**Task details:** Rewrite the items from the line with "Tag every instance of the license" to the line with "(1005, 509)", both lines included, keeping each request unchanged and offsetting every coordinate in the answers by 6.

----- Extracted entries -----

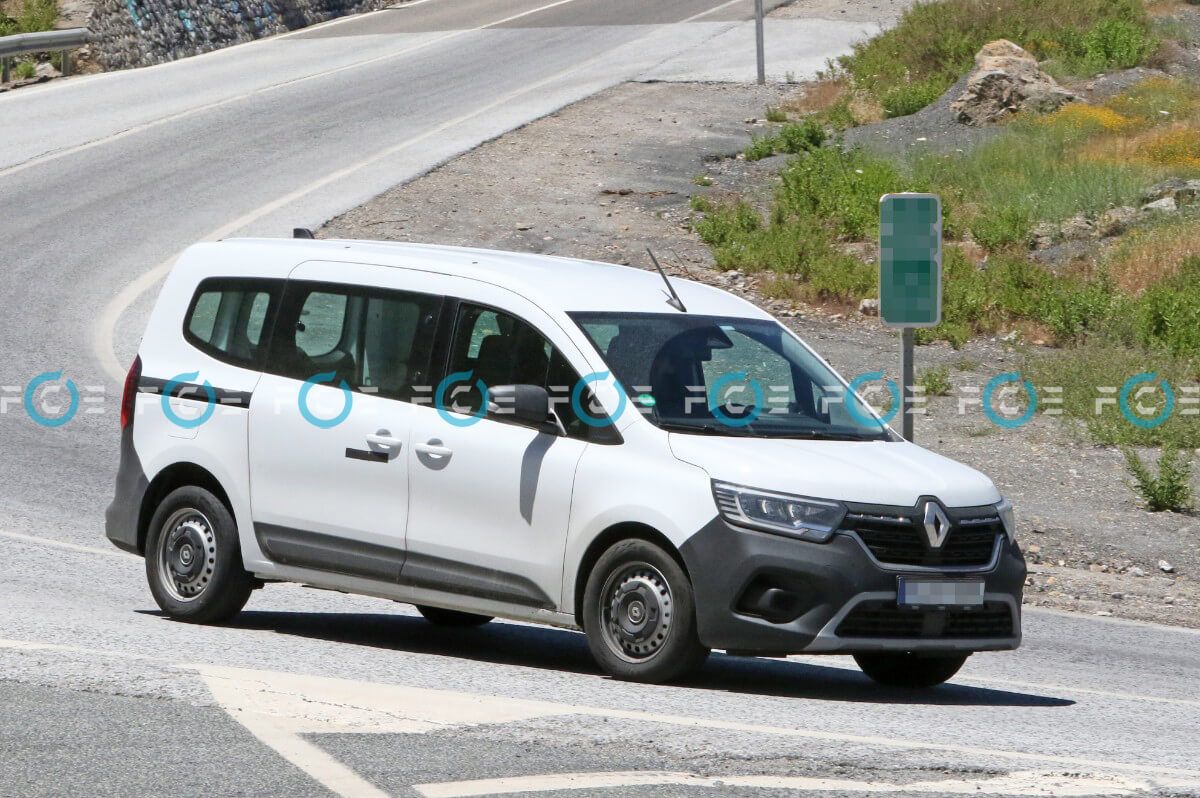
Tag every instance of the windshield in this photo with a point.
(709, 375)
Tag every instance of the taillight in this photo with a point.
(131, 393)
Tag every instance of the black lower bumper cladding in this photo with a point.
(757, 592)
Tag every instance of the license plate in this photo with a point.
(939, 593)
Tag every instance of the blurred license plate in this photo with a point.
(940, 593)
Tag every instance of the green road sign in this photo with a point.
(911, 259)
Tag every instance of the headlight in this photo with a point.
(802, 517)
(1005, 509)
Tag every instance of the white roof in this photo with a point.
(552, 282)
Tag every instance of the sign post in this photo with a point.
(910, 277)
(762, 54)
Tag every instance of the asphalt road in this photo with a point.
(105, 179)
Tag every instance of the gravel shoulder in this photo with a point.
(607, 177)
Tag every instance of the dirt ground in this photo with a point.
(613, 174)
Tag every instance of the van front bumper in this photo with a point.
(757, 593)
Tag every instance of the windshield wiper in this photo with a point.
(702, 429)
(821, 435)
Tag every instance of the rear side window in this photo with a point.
(378, 341)
(227, 318)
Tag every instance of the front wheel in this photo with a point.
(193, 558)
(439, 617)
(640, 615)
(910, 669)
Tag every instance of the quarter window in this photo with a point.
(227, 318)
(501, 349)
(377, 341)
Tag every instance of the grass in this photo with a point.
(935, 43)
(1083, 372)
(791, 138)
(1170, 489)
(935, 382)
(1152, 253)
(1048, 168)
(33, 17)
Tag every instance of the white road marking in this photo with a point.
(281, 705)
(63, 544)
(712, 11)
(1015, 784)
(219, 103)
(103, 343)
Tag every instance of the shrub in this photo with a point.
(936, 382)
(843, 187)
(1168, 490)
(936, 42)
(910, 97)
(1168, 315)
(1179, 147)
(761, 147)
(725, 223)
(1116, 43)
(802, 137)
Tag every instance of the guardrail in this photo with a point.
(41, 42)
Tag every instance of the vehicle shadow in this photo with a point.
(510, 643)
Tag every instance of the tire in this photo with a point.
(909, 669)
(439, 617)
(640, 615)
(193, 558)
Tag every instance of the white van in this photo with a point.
(491, 435)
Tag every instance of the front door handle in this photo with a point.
(384, 441)
(435, 449)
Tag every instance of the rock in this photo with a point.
(1044, 235)
(1115, 221)
(1164, 205)
(1078, 228)
(1183, 192)
(1007, 79)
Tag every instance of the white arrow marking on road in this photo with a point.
(279, 707)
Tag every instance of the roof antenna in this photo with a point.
(673, 300)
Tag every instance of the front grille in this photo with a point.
(887, 619)
(900, 539)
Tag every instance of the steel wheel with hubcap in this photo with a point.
(193, 558)
(639, 613)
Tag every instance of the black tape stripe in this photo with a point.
(225, 397)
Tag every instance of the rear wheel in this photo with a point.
(193, 558)
(910, 669)
(439, 617)
(640, 615)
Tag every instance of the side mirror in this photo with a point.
(525, 405)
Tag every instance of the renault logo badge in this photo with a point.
(937, 526)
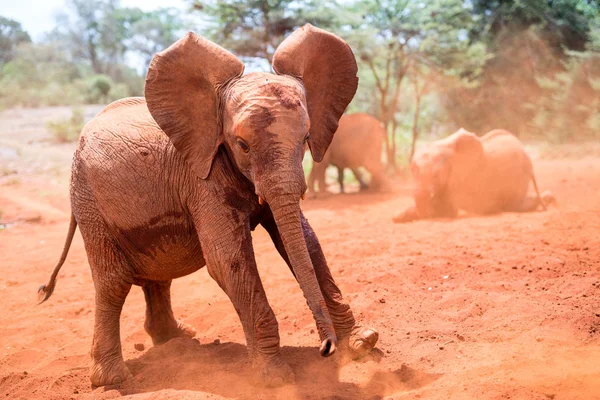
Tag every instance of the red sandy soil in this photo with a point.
(497, 307)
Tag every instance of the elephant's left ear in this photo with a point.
(327, 67)
(182, 93)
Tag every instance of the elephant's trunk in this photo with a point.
(286, 211)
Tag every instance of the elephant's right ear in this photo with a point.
(182, 93)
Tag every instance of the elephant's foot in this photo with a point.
(361, 341)
(163, 334)
(272, 372)
(408, 215)
(109, 372)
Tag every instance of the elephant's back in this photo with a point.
(508, 169)
(123, 135)
(359, 138)
(126, 168)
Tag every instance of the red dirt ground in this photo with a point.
(499, 307)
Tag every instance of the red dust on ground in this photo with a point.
(497, 307)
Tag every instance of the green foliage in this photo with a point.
(255, 28)
(11, 36)
(67, 130)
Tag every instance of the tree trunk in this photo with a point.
(415, 131)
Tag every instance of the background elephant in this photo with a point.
(478, 175)
(166, 184)
(357, 143)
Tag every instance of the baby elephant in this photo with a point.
(164, 185)
(479, 175)
(357, 143)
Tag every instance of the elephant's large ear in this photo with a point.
(327, 68)
(182, 92)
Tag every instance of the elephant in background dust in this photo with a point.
(483, 175)
(357, 143)
(163, 185)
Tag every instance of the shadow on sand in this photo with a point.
(224, 370)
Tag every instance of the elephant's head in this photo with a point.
(196, 93)
(445, 162)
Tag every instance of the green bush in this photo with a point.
(67, 130)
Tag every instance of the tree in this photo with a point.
(393, 37)
(529, 42)
(11, 36)
(155, 31)
(255, 28)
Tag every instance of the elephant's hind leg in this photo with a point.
(160, 323)
(532, 202)
(108, 269)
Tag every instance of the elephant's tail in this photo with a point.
(45, 291)
(537, 192)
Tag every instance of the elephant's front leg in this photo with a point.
(160, 323)
(231, 263)
(351, 335)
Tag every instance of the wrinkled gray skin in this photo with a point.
(483, 175)
(166, 184)
(357, 143)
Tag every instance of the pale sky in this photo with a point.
(37, 16)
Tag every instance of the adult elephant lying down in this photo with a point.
(164, 185)
(483, 175)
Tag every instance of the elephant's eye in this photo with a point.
(243, 145)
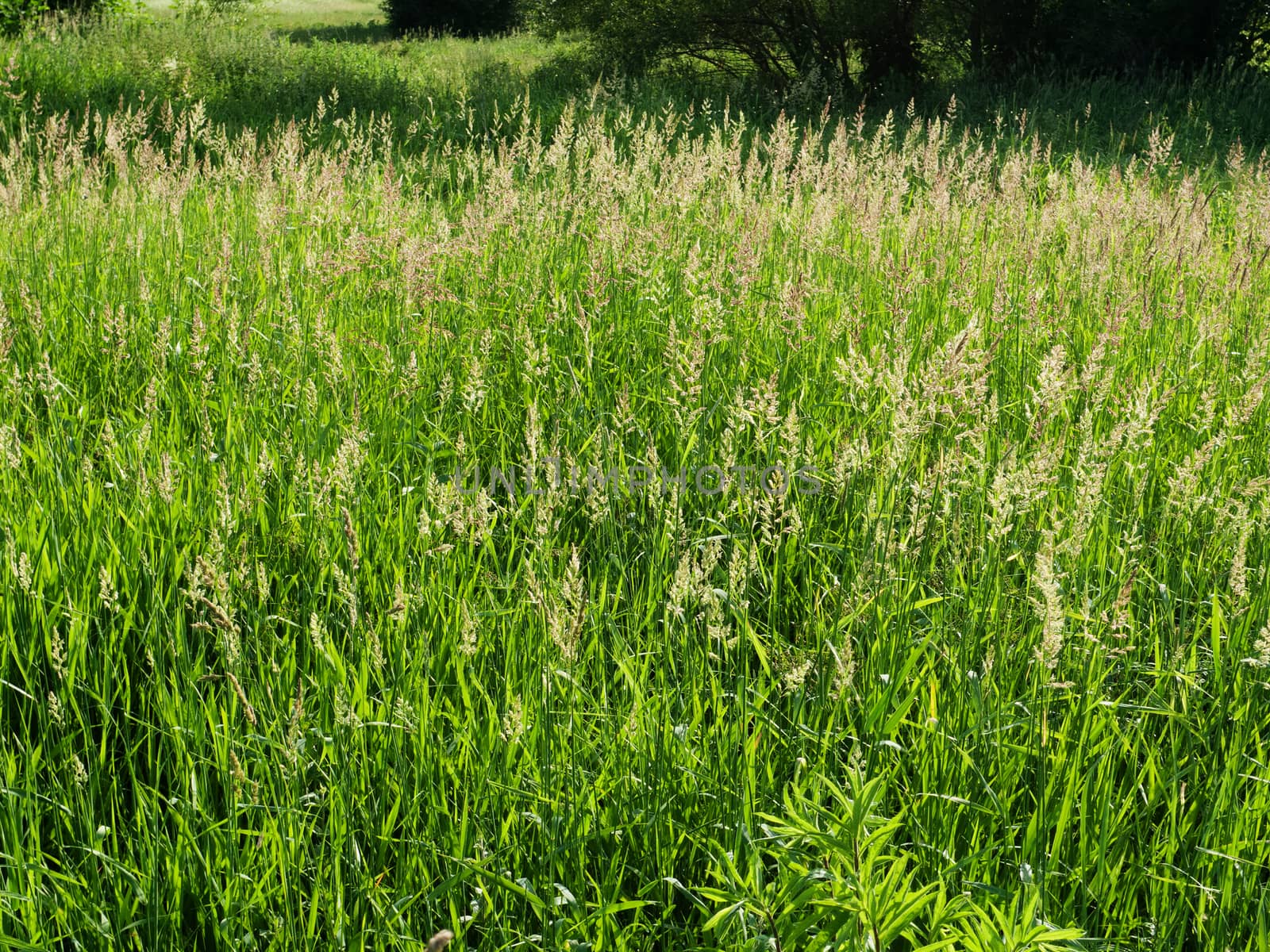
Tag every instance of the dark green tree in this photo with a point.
(464, 18)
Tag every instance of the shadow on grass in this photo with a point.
(370, 32)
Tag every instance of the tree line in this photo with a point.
(860, 42)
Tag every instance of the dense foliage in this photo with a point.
(464, 18)
(863, 41)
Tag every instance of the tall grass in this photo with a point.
(270, 681)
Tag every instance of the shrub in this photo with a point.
(465, 18)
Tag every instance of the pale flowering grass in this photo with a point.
(309, 692)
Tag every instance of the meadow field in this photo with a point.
(444, 490)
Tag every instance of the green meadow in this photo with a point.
(876, 554)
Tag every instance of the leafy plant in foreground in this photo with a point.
(832, 876)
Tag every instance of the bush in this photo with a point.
(16, 14)
(464, 18)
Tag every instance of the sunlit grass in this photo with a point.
(997, 677)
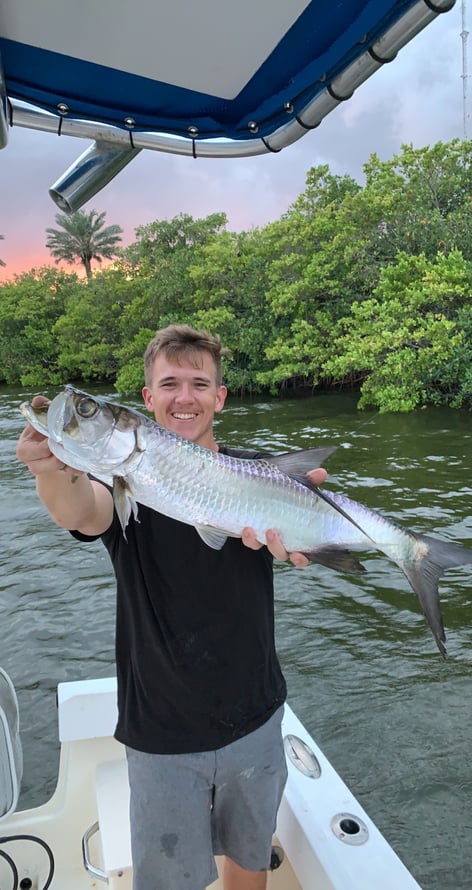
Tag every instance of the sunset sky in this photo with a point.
(416, 99)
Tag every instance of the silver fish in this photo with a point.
(219, 495)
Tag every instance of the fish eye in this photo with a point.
(86, 408)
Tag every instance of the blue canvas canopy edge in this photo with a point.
(237, 80)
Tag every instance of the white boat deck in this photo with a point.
(327, 839)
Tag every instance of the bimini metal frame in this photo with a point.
(115, 146)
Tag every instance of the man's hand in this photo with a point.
(273, 540)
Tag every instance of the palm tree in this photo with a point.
(84, 238)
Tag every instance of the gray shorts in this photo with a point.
(187, 808)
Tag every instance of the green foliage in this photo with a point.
(367, 287)
(30, 305)
(83, 237)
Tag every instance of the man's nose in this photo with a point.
(185, 393)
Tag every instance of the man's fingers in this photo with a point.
(249, 539)
(318, 476)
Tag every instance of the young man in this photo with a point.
(200, 690)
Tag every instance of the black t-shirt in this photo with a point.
(195, 650)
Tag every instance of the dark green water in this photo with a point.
(363, 670)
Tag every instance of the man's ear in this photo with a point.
(221, 394)
(147, 396)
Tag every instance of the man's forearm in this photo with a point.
(68, 497)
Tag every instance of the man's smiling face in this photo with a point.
(184, 396)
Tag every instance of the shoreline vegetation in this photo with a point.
(364, 288)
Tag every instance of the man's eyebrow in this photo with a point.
(171, 378)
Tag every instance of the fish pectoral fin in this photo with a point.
(124, 501)
(334, 558)
(213, 537)
(297, 463)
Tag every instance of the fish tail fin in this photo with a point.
(424, 575)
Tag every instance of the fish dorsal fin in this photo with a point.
(213, 537)
(124, 501)
(324, 495)
(337, 559)
(297, 463)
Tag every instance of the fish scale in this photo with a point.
(220, 494)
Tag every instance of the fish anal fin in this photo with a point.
(337, 559)
(213, 537)
(124, 501)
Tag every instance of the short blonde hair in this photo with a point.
(183, 341)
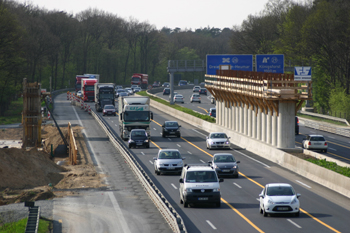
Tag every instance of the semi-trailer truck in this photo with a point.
(104, 94)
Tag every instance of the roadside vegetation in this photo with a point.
(20, 226)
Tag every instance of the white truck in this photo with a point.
(134, 113)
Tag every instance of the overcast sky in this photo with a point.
(190, 14)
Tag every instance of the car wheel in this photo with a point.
(264, 213)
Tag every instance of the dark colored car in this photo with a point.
(225, 165)
(203, 91)
(296, 125)
(138, 137)
(171, 128)
(166, 91)
(108, 110)
(212, 112)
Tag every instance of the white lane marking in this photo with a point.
(293, 223)
(237, 185)
(119, 213)
(210, 224)
(303, 184)
(252, 159)
(199, 132)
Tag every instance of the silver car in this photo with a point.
(225, 165)
(315, 142)
(168, 161)
(218, 140)
(195, 98)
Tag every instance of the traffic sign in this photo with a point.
(272, 63)
(237, 62)
(302, 73)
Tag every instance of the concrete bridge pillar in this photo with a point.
(286, 131)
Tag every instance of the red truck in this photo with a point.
(88, 89)
(140, 80)
(78, 79)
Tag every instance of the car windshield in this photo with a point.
(171, 124)
(280, 191)
(218, 135)
(201, 176)
(169, 155)
(224, 159)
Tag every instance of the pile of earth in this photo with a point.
(29, 175)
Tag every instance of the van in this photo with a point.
(199, 184)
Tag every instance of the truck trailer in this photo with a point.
(104, 94)
(134, 113)
(88, 89)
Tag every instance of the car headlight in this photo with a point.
(270, 201)
(188, 190)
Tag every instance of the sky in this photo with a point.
(184, 14)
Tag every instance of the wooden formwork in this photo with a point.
(73, 150)
(31, 115)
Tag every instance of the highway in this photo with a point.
(338, 147)
(322, 209)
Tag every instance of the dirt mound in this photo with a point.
(29, 175)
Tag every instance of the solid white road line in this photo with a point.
(303, 184)
(293, 223)
(210, 224)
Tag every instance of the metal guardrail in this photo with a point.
(325, 117)
(165, 208)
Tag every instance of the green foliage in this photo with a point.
(20, 226)
(180, 108)
(331, 166)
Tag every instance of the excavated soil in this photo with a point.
(29, 175)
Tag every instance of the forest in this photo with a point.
(38, 44)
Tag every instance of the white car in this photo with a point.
(278, 198)
(168, 161)
(218, 140)
(315, 142)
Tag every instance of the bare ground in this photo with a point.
(29, 175)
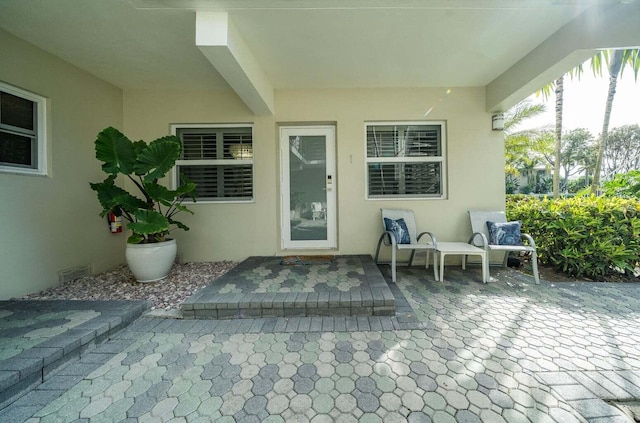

-----

**Output of the exercise:**
Tag every instance of the license plate in this photo with a point.
(945, 599)
Tag every instance of the blurred license plate in this photo with a point.
(946, 599)
Tag every instance of the green road sign in this photo with a point.
(917, 265)
Tag every instance of the headlight in this photo with a point.
(808, 523)
(1011, 515)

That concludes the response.